#### SELECTION

# Tom Bigbee ICW? Alabama Marina slips costs



## deniseO30 (Nov 27, 2006)

Not that I ever will. I'm just wondering about the Alabama gulf coast and the ICW that runs all the way up into chattanoga? What is it like? I know it's a long long trip. I found some info with a net search not a whole lot.


----------



## deniseO30 (Nov 27, 2006)

ah.. found stuff on another forum. but I like sailnet! 

The Tennessee-Tombigbee Waterway (popularly known as the Tenn-Tom) is a 234 mile long, 300 feet wide by 9 feet deep, artificial waterway that provides a connecting link between the Tennessee and Tombigbee rivers. 
The waterway begins at Pickwick Lake on the Tennessee River, then flows southward through northeast Mississippi and west Alabama, finally connecting with the established Warrior-Tombigbee navigation system at Demopolis, Alabama.

Ten-Tom Maps:
Tennessee-Tombigbee Waterway Maps Page


----------



## PBzeer (Nov 11, 2002)

If you check the Sailnet blogs from back in the spring, you'll find an account of a trip up to Tenn.


----------



## deniseO30 (Nov 27, 2006)

couldn't find it.. "search" is ALWAYS on my mind

and I did do a search on "tennesee river" that brought up some stuff.


----------



## sailortjk1 (Dec 20, 2005)

That is the Route for most who are going South to the Gulf from the Great Lakes.
You start in Lake Michigan at Chicago and finish in Mobile Bay.


----------



## PBzeer (Nov 11, 2002)

Denise - blog of swhall starts on page 12 of the blogs. It was last year, not this past spring.


----------



## Freesail99 (Feb 13, 2006)

I have a friend who keeps his Hunter in a marina in Mobile bay. While I don't remember the exact number, I do recall it was less then half of what I would pay in New Jersey for a marina with no services. Meaning just a slip or a pole to tie your boat up to. He had soup to nuts.


----------



## deniseO30 (Nov 27, 2006)

TY freesail that's the kind of stuff I was hoping to hear! I read that blog .. not much about the Tenn-Tom was said.

########
#### SUPPLIED MATERIAL

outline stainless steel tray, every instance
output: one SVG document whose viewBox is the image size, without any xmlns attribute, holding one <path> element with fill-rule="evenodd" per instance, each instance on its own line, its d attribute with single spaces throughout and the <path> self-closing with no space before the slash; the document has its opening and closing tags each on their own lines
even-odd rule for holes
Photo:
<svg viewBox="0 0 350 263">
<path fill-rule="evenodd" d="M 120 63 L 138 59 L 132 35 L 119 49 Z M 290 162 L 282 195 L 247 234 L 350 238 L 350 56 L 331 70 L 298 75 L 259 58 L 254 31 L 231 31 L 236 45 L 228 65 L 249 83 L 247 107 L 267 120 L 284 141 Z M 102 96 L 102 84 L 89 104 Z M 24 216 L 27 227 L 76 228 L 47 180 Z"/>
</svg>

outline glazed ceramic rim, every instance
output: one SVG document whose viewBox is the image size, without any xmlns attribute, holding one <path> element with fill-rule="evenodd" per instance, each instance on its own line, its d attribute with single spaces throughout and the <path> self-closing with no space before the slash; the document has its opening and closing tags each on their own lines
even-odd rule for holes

########
#### SUPPLIED MATERIAL

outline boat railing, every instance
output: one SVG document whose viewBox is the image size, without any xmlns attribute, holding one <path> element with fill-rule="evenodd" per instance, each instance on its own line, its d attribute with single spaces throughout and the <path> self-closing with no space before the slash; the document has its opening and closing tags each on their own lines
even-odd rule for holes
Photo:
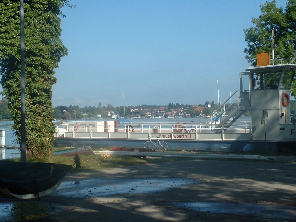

########

INSTRUCTION ::
From the Tenn-Tom forum thread above, quote the passage between "couldn't find it.." and "the Great Lakes.", inclusive.

TASK ANSWER ::
couldn't find it.. "search" is ALWAYS on my mind

and I did do a search on "tennesee river" that brought up some stuff.


----------



## sailortjk1 (Dec 20, 2005)

That is the Route for most who are going South to the Gulf from the Great Lakes.